Tasks to carry out:
• a. Do these statements agree with the eye-tracking text? (i) Eye movements were recorded from both eyes. (ii) The final analysis included 312 participants. (iii) Each area of interest was a square. For each, answer yes or no and quote the words of the text that decide it.
• b. In the eye-tracking text, turn the paragraph that begins "The I-VT algorithm was applied" into a short list that keeps its main facts.
• c. Carry on the eye-tracking text from the point where it stops.

* start Text *

During the task, monocular eye movements of the left eye were collected using the EyeLink 1000 at a sample rate of 1000 Hz (SR Research, Ottawa, Ontario, Canada). Participants were seated 550 mm away from a 1680 x 1050 pixels (474 x 297 mm) computer monitor. The participants’ heads were stabilized using a chin and forehead rest. The eye tracker was calibrated to the participants eye movements following a 9-point calibration procedure. Afterwards, a validation procedure was conducted to ensure the accuracy of the eye movement data. The collected gaze samples and target bullseye positions were converted to degrees of visual angle (dva) based on the recording set-up (e.g., distance the participant was seated from the computer).
B. Processing eye movement data
Participants with more than 10% of gaze samples missing, which may be missing as a result of blinking or partial occlusions of the eye as described by the authors of GazeBase (
Griffith et al., 2021), were removed from the analysis. Only 10 participants met the more than 10% missing samples criteria. As a result, only eye movements from 312 out of 322 participants were included in the final analysis.
The I-VT algorithm was applied to identify eye fixations and saccadic movements from the participant’s eye movements. A minimum eye fixation duration of 60 milliseconds (ms) was used, the default value in the Tobii implementation of the I-VT algorithm (e.g.,
Olsen, 2012). As the goal of the present work was to identify the range of acceptable gaze velocity thresholds, the I-VT algorithm was applied using a range of gaze velocity thresholds between 10 °/s and 400 °/s in increments of 10 °/s. Prior studies investigating the impact of the gaze velocity threshold have used similar threshold ranges. For instance,
Larsson (
2010) used a range between 0 °/s and 400 °/s while
Komogortsev et al. (
2010) used a range between 5 °/s and 300 °/s.
Although the I-VT algorithm identifies eye fixations and saccadic movements, additional processing is needed to determine whether an eye fixation took place on a bullseye target at the time it appeared on the screen. To achieve this, areas of interest (AOIs) were created for each bullseyetarget (resulting in a total of 100 AOIs) and eye fixations were mapped to AOIs. The mapping process consisted of aligning eye fixations and AOIs temporally (i.e., if the eye fixation took place during the time a particular AOI was visible) and spatially (i.e., if the eye fixation took place on the AOI) (e.g.,
Kang et al., 2016). The shape of each AOI was defined as a circle to match the circular shape of the bullseye targets, with a radius of 2 dva. The radius of 2 dva was selected to account for the maximum validation error as described in GazeBase (
Griffith et al., 2021), with the exception of outliers. The validation error was defined as the Euclidean distance between the position the participant was instructed to look at and the position the eye tracker reported they were looking at.

* end Text *
* start Provided material *

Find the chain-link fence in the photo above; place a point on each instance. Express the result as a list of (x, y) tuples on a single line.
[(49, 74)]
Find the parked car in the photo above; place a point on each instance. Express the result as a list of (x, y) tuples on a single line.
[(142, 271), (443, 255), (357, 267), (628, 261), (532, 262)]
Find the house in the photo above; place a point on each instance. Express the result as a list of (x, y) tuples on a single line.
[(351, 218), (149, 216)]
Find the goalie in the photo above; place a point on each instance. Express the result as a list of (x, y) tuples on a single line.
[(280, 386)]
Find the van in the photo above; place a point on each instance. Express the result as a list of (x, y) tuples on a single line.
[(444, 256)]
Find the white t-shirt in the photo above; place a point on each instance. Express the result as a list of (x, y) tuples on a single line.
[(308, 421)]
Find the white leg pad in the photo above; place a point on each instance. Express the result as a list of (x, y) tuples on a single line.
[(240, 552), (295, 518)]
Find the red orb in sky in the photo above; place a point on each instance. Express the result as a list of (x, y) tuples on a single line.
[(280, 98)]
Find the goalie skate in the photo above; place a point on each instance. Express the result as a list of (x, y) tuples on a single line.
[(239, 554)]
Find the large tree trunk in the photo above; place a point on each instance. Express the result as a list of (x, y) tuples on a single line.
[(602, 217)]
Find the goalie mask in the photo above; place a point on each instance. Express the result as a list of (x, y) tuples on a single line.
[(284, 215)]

* end Provided material *
* start Provided material *

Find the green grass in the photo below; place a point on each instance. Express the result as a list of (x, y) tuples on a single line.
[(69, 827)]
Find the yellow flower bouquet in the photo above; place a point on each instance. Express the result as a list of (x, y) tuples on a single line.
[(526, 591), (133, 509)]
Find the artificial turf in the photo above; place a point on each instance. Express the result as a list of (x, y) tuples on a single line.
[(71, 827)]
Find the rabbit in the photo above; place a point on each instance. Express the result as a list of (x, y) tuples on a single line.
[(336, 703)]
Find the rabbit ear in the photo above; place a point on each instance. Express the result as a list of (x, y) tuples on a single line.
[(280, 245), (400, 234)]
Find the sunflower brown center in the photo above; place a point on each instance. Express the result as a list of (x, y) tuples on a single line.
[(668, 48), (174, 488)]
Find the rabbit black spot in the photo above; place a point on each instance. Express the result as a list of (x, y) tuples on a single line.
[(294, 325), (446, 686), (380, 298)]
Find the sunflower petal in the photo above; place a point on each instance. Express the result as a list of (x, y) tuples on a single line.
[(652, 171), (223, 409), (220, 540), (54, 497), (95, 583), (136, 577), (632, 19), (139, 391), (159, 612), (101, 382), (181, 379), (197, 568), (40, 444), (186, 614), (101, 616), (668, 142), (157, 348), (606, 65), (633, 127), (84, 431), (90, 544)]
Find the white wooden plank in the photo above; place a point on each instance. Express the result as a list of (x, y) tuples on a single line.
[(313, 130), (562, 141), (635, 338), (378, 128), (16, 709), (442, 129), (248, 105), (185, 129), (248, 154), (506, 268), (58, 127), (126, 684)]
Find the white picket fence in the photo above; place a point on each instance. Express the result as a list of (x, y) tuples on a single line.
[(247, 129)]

* end Provided material *

Replies:
• a.
(i) No: "monocular eye movements of the left eye were collected"
(ii) Yes: "only eye movements from 312 out of 322 participants were included in the final analysis"
(iii) No: "The shape of each AOI was defined as a circle"

• b.
- The I-VT algorithm was used to identify eye fixations and saccadic movements.
- The minimum fixation duration was 60 ms, the default in the Tobii implementation.
- The goal was to find the range of acceptable gaze velocity thresholds, so thresholds from 10 °/s to 400 °/s were tested in steps of 10 °/s.
- Earlier studies used similar ranges. Larsson (2010) used 0 to 400 °/s, and Komogortsev et al. (2010) used 5 to 300 °/s.

• c.
To create the scan path sequences for each participant, AOIs were included in the participant’s scan path sequence if the mapping procedure indicated that an eye fixation took place within the AOI. Consider the scan path sequence of participant 1 at threshold A shown in
Figure 4(a). In this example, one eye fixation was determined to have taken place in AOIs A, B, D, and G (denoted by the blue AOI at the location of the stimuli). As such, they are included in the scan path sequence of the participant in the order they were fixated on (i.e. ABDG). However, other AOIs that appeared in the environment are not included, as no eye fixations appeared to have taken place on the AOI at that gaze velocity threshold value.
In addition, multiple consecutive eye fixations on the same AOI were reflected in the participant’s visual scan path sequence. If a participant appears to fixate on AOI A two consecutive times, such as when an eye fixation on an AOI is erroneously split into two, the scan path sequence would include the AOI A twice (i.e., AA) rather than only once (i.e., A). We note this distinction as a preprocessing step when creating scan path sequences in some eye tracking studies is to group consecutive eye fixations on the same AOI together (e.g.
Goldberg & Helfman, 2010;
Eraslan, Yesilada, & Harper, 2016). Furthermore, note that in the current study, due to the presence of 100 AOIs, the AOIs were represented by double digit names (i.e., 00 for the first bullseye target, 01 for the second bullseye target, etc.). Lastly, the ideal visual scan paths were created based on the order the bullseye targets participants were instructed to follow appeared. More specifically, the ideal sequence created for each participant was: 00, 01, 02, … 98, 99 (separated by commas for legibility).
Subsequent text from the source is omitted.